WHAT IS REQUIRED: Repeat the records in full and exactly, omitting pictures.

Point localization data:

--- START ---

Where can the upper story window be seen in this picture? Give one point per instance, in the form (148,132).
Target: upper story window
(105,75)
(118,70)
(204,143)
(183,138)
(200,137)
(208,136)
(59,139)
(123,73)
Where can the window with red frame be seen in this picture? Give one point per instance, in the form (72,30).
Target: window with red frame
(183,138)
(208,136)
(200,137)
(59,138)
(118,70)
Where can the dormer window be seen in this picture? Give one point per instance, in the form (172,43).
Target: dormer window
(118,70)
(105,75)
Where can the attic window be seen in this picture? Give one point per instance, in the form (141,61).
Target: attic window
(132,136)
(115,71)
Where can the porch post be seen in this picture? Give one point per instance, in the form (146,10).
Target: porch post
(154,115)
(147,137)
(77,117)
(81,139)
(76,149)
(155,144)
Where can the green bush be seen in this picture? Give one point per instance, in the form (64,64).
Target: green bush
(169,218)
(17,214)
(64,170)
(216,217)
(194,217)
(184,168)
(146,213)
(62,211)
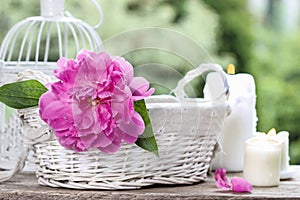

--- END ---

RESULT FOR THIS TASK:
Where can the upper story window be seen in this picture? Give one point per instance, in the form (148,132).
Target: upper story window
(105,75)
(118,70)
(204,143)
(183,138)
(200,137)
(208,136)
(59,139)
(123,73)
Where can the window with red frame be seen in this picture? Give one point per instance, in the form (72,30).
Target: window with red frame
(183,138)
(208,136)
(200,137)
(59,138)
(118,70)
Where can the dormer window be seen in this picture? Give one point per instance, in the form (172,43).
Target: dormer window
(118,70)
(105,75)
Where can the attic window be seen in this picture? Give one point per instance, in the form (141,61).
Target: attic window
(132,136)
(115,71)
Where can the porch post be seen in this picture? Give one point per instance, in the form (146,10).
Target: porch post
(154,115)
(147,137)
(77,117)
(81,139)
(76,149)
(155,144)
Where can the green bush be seen in this picture? Give one point per instance, in the form (64,64).
Target: green bush
(169,218)
(17,214)
(64,170)
(216,217)
(194,217)
(184,168)
(146,213)
(62,211)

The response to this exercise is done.